[Detection annotation records]
***

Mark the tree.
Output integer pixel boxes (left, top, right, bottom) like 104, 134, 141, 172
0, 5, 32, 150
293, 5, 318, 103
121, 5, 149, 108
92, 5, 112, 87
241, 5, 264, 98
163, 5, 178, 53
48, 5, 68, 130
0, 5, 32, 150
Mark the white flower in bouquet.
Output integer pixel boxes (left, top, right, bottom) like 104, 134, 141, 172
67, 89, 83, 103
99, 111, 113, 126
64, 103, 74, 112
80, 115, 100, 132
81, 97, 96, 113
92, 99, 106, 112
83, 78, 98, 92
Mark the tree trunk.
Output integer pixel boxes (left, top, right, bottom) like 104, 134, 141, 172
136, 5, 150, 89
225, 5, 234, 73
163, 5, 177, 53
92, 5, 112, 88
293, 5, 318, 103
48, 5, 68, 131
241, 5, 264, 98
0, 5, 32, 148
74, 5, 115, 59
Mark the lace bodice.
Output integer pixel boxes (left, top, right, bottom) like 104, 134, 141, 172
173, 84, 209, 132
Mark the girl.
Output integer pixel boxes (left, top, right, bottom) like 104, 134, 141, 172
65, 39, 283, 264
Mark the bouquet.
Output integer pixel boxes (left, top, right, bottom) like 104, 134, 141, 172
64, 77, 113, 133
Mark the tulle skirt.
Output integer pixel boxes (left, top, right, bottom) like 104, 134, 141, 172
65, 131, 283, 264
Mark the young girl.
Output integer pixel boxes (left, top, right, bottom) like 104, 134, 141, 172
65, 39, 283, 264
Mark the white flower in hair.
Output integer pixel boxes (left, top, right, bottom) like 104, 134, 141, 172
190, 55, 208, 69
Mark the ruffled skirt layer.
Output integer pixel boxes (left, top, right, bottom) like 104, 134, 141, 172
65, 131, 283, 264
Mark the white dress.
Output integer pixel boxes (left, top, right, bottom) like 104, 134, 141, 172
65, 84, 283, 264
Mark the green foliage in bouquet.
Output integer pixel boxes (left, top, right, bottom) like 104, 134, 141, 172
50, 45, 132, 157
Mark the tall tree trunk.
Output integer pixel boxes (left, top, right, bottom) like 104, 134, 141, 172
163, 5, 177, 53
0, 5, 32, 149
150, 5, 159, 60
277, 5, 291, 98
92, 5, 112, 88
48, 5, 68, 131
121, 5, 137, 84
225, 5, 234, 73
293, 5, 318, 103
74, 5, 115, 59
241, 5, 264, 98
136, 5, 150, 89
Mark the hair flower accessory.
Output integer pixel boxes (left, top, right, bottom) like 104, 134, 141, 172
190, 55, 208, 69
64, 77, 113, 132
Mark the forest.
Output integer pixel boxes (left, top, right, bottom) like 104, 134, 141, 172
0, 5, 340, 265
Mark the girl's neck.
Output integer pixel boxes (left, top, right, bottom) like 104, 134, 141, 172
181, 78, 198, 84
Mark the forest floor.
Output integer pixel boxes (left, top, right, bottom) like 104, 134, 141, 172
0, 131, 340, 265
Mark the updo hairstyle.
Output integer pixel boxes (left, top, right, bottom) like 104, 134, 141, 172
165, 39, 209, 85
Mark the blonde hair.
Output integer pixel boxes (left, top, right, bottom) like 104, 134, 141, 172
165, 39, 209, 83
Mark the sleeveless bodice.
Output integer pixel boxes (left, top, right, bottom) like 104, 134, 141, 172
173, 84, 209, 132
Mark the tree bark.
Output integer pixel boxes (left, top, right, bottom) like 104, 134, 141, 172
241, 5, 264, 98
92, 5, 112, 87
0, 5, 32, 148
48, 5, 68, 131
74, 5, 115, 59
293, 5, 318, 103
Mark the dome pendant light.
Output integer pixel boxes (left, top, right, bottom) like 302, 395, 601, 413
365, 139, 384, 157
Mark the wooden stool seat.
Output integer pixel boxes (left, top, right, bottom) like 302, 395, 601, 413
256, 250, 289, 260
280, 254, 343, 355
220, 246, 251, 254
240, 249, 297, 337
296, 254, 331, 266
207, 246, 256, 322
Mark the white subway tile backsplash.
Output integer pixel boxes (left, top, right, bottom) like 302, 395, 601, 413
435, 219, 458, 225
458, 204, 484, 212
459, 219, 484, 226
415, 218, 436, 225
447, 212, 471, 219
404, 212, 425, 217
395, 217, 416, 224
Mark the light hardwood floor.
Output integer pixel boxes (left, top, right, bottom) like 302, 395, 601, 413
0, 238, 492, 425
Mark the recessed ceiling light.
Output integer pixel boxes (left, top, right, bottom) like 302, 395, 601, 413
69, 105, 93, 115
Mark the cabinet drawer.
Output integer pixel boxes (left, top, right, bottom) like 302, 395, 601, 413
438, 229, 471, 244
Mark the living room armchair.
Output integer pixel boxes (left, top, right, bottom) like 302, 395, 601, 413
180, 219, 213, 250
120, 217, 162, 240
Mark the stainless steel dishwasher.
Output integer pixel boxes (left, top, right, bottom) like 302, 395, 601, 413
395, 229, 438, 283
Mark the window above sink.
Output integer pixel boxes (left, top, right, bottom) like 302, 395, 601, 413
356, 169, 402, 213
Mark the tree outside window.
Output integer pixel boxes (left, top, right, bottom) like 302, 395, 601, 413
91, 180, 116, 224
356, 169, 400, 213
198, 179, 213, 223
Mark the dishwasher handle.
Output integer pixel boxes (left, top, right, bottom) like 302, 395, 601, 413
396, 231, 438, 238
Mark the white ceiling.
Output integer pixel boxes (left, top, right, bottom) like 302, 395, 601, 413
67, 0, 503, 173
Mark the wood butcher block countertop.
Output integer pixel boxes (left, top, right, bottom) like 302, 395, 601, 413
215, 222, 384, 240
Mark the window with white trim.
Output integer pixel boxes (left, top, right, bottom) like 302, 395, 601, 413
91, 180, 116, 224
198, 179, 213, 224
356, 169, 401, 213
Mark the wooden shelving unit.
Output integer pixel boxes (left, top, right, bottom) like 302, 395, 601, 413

***

#### [OBJECTIVE]
Please give the part of the records that opens with the line containing "Mark the window with white trim." and runs to the end of the records as a JSON list of strings, one string per line, leaving out blank lines.

#### [FINISHED TASK]
[
  "Mark the window with white trim.",
  "Output integer pixel boxes (left, top, right, bottom) like 302, 395, 601, 413",
  "91, 180, 116, 224",
  "198, 179, 213, 224",
  "356, 169, 401, 213",
  "Mark the wooden shelving unit.",
  "Output integer pixel boxes (left, top, right, bottom) like 302, 395, 601, 413"
]